_TASK GOAL_: Count the lines below that contain the string "hoof", matching case exactly, and reply with only that number.
╔══
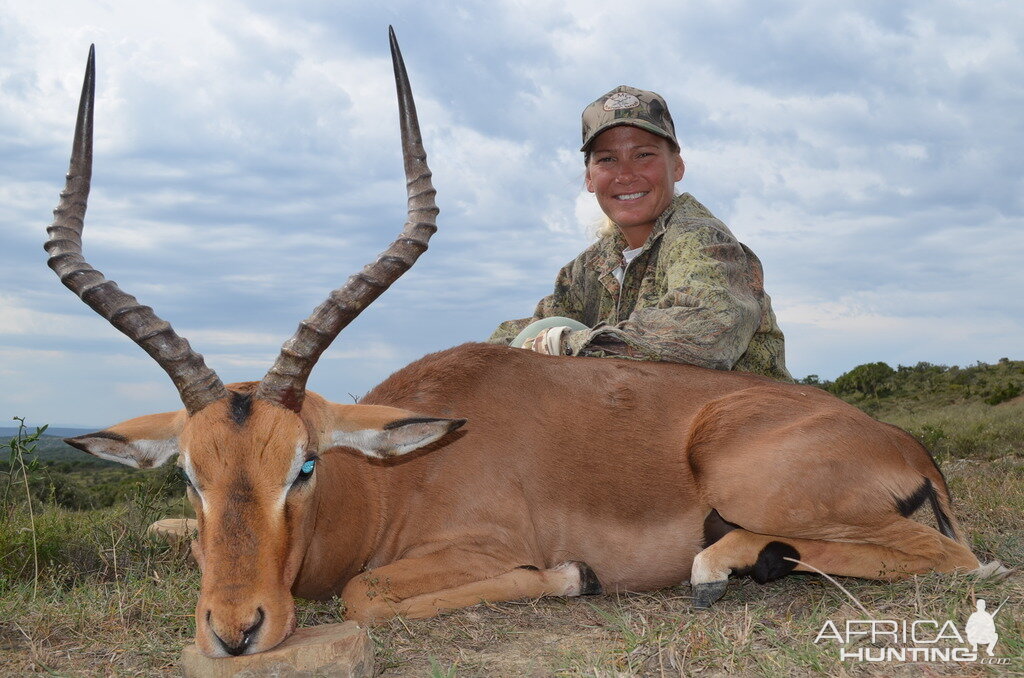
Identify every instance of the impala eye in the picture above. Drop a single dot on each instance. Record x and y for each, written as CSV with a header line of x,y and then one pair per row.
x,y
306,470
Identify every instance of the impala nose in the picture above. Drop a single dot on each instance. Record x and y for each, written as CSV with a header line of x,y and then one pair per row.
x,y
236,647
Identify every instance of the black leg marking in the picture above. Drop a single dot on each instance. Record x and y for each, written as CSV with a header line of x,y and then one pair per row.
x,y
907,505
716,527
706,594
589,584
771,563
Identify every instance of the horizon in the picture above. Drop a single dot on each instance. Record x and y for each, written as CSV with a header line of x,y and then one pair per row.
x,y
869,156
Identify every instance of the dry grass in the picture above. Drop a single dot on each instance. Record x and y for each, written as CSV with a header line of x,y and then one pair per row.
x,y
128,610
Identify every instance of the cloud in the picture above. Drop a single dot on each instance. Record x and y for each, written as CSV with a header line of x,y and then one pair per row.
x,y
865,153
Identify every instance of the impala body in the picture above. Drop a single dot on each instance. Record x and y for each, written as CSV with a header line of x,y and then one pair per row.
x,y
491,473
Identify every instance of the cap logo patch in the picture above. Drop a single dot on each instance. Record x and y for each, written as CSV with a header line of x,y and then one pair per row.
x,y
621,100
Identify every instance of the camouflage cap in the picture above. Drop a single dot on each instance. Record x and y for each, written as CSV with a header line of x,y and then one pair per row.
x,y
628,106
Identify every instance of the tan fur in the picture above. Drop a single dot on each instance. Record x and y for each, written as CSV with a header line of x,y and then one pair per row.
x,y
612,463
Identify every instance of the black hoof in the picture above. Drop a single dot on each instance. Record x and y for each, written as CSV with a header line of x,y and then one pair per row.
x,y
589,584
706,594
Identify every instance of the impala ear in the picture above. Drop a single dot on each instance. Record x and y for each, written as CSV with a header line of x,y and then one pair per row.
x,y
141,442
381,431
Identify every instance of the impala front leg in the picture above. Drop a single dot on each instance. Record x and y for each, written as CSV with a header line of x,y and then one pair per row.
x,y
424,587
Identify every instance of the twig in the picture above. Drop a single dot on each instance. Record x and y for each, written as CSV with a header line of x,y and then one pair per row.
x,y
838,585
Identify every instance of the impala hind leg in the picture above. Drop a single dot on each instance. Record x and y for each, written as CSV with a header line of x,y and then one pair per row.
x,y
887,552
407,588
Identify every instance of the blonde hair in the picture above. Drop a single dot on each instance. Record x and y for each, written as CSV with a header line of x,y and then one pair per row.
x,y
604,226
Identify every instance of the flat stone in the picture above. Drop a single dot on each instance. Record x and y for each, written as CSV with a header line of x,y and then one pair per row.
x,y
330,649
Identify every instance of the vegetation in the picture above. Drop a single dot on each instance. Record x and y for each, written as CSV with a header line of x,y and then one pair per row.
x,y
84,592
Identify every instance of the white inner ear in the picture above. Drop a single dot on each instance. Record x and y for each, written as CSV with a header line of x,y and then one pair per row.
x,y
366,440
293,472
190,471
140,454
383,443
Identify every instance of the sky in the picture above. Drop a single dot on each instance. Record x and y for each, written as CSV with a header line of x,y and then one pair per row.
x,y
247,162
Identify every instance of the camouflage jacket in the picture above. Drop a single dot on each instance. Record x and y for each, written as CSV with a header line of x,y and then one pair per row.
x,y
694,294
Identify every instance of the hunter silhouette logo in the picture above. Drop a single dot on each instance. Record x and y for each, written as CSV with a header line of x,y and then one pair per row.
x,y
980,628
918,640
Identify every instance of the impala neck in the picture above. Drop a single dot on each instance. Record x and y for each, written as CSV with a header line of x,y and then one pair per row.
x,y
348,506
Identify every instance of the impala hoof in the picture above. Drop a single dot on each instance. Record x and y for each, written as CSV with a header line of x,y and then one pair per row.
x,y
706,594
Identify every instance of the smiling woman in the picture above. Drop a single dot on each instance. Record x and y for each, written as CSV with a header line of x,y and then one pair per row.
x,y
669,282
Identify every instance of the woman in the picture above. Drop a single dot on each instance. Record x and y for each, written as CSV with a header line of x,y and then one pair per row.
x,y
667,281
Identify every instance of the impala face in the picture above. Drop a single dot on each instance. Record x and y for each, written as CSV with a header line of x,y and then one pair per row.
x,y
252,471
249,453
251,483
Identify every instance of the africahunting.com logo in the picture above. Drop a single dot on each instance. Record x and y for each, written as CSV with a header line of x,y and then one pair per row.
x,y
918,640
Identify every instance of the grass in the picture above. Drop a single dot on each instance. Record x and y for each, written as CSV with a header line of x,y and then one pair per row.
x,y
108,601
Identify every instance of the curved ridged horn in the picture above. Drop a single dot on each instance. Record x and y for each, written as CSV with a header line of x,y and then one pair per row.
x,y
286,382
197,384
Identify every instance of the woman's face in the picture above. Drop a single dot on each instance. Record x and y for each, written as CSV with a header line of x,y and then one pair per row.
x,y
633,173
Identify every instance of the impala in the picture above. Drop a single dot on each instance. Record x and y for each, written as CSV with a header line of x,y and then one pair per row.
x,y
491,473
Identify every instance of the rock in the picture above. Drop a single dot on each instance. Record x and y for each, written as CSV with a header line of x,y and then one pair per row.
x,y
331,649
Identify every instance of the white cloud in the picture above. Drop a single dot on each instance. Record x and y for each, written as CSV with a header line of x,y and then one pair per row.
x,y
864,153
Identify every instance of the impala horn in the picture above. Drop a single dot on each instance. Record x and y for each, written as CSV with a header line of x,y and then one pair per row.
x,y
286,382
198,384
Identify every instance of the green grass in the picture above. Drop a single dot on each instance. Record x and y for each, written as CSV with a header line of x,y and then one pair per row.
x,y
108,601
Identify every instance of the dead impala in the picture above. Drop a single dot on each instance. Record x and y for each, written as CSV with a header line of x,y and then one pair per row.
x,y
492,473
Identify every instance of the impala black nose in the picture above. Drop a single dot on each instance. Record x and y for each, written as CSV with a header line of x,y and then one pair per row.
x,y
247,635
╚══
╔══
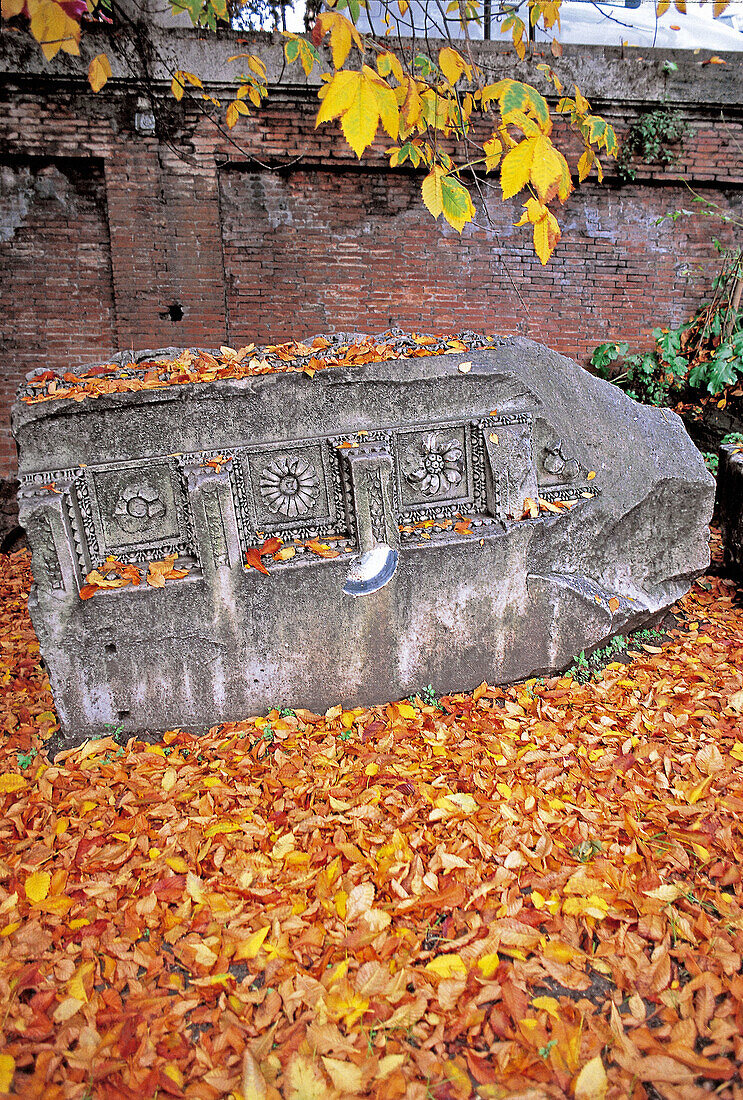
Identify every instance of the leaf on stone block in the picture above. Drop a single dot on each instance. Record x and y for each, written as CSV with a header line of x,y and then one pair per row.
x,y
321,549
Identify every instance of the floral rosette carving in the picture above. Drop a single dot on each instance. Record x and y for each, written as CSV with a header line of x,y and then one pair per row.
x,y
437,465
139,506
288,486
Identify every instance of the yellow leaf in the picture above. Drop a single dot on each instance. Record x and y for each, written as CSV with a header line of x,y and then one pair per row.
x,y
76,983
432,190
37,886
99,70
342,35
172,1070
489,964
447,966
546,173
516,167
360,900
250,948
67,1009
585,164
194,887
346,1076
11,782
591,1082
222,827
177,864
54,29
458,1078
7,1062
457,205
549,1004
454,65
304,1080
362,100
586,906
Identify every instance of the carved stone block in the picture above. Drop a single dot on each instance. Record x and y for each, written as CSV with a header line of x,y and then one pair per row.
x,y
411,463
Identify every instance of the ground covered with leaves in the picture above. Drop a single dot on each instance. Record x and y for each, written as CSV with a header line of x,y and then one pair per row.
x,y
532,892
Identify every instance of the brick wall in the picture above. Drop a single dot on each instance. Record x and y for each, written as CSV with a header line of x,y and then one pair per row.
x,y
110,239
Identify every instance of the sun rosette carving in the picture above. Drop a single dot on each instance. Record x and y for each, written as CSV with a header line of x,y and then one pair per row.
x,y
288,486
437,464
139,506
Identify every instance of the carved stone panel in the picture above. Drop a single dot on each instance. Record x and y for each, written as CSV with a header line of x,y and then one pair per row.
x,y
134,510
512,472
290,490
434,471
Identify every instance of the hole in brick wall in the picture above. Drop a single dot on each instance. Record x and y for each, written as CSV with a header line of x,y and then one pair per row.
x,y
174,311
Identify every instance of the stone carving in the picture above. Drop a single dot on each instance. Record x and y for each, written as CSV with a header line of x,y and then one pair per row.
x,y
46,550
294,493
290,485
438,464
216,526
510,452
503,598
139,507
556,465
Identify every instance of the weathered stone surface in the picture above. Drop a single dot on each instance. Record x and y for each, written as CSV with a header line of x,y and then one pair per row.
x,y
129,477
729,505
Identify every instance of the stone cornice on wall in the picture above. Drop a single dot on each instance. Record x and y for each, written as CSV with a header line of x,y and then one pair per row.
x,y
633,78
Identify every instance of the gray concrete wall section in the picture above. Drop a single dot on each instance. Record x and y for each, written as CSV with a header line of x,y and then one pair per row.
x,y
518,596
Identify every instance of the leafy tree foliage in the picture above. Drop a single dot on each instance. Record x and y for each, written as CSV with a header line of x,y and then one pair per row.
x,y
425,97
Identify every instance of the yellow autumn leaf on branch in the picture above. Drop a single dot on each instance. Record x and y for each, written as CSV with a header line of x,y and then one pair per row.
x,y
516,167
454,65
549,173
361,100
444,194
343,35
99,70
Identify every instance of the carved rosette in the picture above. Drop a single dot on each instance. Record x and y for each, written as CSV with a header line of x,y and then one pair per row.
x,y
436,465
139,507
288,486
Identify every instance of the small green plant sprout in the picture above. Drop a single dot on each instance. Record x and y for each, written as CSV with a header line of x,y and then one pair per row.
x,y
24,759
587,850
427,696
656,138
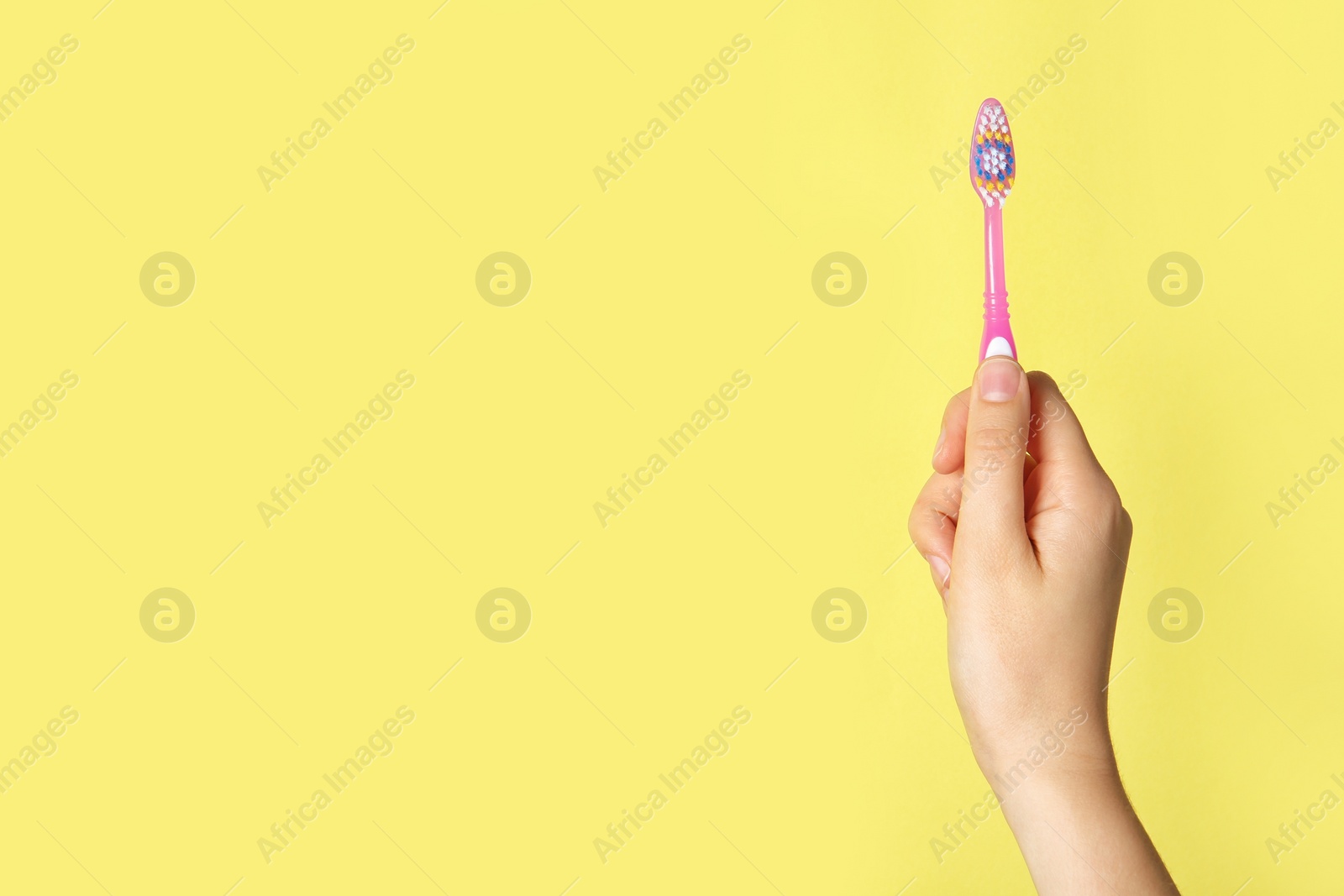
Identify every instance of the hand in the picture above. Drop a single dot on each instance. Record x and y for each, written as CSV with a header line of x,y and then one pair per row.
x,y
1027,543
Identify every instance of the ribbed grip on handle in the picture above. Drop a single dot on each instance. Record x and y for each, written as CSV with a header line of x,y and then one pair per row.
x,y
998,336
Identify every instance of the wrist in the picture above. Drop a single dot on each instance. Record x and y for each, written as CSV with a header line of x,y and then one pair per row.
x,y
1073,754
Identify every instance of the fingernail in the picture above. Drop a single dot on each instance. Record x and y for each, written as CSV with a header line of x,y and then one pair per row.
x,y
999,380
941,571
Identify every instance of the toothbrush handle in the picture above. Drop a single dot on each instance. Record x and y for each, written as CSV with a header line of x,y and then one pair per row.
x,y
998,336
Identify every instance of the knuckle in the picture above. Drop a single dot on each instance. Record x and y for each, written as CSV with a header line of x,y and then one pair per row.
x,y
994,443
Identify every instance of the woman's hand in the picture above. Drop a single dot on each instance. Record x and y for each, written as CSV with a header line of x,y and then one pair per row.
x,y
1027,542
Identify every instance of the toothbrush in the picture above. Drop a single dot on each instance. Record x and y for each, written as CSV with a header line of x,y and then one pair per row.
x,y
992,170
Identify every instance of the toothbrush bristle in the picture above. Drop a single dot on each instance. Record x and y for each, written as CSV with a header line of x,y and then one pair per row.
╚══
_ANSWER_: 2